SUPPLIED DATA below:

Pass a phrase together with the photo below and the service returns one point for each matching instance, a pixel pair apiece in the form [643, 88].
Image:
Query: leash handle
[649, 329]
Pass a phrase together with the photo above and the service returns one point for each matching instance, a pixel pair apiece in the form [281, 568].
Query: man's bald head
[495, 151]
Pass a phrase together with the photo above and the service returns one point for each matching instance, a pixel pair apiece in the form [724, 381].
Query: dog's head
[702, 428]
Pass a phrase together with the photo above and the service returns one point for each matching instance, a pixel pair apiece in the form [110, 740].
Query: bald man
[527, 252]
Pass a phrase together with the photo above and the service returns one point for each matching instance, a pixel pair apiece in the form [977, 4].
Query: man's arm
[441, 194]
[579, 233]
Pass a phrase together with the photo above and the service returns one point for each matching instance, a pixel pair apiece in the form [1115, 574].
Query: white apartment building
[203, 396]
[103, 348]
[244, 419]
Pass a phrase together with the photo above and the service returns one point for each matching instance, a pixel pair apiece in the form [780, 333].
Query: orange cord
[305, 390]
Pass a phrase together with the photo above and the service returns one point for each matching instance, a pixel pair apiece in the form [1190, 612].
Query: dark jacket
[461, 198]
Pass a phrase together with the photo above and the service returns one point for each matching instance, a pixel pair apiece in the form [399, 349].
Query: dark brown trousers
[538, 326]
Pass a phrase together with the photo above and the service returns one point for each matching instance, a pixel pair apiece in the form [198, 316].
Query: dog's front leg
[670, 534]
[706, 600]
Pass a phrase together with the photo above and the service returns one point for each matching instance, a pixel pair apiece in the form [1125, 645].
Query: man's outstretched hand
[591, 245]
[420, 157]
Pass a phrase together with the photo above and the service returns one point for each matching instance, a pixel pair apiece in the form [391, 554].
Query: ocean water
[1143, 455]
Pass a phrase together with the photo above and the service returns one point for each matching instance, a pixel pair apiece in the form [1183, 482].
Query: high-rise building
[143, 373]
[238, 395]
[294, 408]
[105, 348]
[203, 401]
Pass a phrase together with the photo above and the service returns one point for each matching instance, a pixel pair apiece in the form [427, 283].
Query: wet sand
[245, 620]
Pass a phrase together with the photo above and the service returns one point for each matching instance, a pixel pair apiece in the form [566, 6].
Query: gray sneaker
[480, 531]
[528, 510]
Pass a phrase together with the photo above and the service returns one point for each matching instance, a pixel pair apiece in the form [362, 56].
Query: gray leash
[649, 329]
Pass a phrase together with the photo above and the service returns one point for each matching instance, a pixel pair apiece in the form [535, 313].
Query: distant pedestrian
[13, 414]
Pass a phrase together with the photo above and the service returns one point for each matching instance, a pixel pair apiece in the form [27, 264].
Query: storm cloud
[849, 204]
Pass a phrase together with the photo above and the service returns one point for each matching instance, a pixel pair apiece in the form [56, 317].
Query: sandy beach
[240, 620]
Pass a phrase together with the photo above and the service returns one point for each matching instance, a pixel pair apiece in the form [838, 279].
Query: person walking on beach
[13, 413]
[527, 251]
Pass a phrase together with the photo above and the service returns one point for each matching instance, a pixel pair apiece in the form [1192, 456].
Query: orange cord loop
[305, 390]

End of SUPPLIED DATA.

ASSIGNMENT
Would you return all of the data exactly as given?

TASK RESULT
Pass a phrase together with the photo below and the service returns one point for each matching instance, a pixel pair apiece in the form [643, 88].
Image:
Query: leash handle
[649, 329]
Pass a phrase together with the photo above and the service returns one point for each matching instance, a pixel pair apiece in the form [281, 568].
Query: man's bald head
[495, 151]
Pass a phrase together with the photo above and the service returns one point for each matching instance, a pixel pair apiece in the form [724, 381].
Query: dog's head
[702, 428]
Pass a phrase together with the photo above and the service returns one point for each matching instance, a pixel pair apiece in the form [110, 740].
Query: bald man
[527, 252]
Pass a phrase together with the photo above and the service returns one point for each matching instance, a pixel pair apiece in the form [977, 4].
Query: man's arm
[441, 194]
[579, 233]
Pass a phrase together with the photo above and the service returns one point for each matching instance, a pixel pair apiece in the form [1115, 574].
Query: white apartment building
[203, 396]
[103, 348]
[244, 419]
Pass a phrase together with the photo above and the service returns one point for each matching instance, a pixel pair apiece in the form [780, 333].
Query: orange cord
[305, 390]
Pass a phrase together with the photo above and the service returns one point for each matching instance, a pixel pair apiece in the form [1190, 612].
Query: dark jacket
[461, 198]
Pass a phrase together with the photo above and the service returns one point for each matching instance, a pixel pair apiece in the form [399, 349].
Query: dark brown trousers
[538, 326]
Pass a phrase together with the photo above and the service returns one point for each matching instance, a pixel pair apiece in the form [198, 316].
Query: dog's front leg
[670, 534]
[706, 600]
Pass a phrase together with the photo above and the service returns one point for each matching instance, a pixel pair apiece in the form [1125, 645].
Query: man's outstretched hand
[591, 245]
[420, 157]
Pass a phrase together with the photo above and the service returns one point for each matching instance, a pixel pair apiece in the form [391, 554].
Query: ocean water
[1143, 455]
Pass a phrase together with the photo above and the service returns one point for each matching instance, a pixel pair apiece in the form [1183, 482].
Query: high-rise building
[143, 373]
[238, 395]
[294, 408]
[105, 348]
[203, 401]
Pass a phrase together with the photo above and the service returns one point for each matching instance, a pixel pair apiece in the form [427, 283].
Query: wet sand
[245, 620]
Pass a phrase together with the photo above and the service returns one point for each matching instance, a pixel pair apiece in the form [566, 6].
Query: gray sneaker
[480, 531]
[528, 510]
Pass a phrase together with the photo above and the service returns one point for each matching instance, a pixel pair apiece in the form [362, 56].
Query: gray leash
[649, 329]
Pass a phrase together with the photo above and the service returns one point for each matching instance, a pixel pair apiece in the form [535, 313].
Query: distant pedestrian
[13, 414]
Pass a phrase together with the photo above and the service returns one point for each matching instance, a pixel pair apiece in the form [27, 264].
Query: storm cloud
[849, 204]
Pass a phrase together with the photo above and the service returns one point for each matching instance, a pixel pair apiece in the form [56, 317].
Query: sandy beach
[240, 620]
Pass a phrase together with the photo above and the service returns one point for each matching instance, a pixel pair apiece in the form [838, 279].
Query: person walking on beach
[13, 413]
[527, 251]
Pass a phrase together with the photo above and the service returns one point for each matching instance, a pixel pair apiece in the form [1192, 456].
Query: orange cord loop
[305, 390]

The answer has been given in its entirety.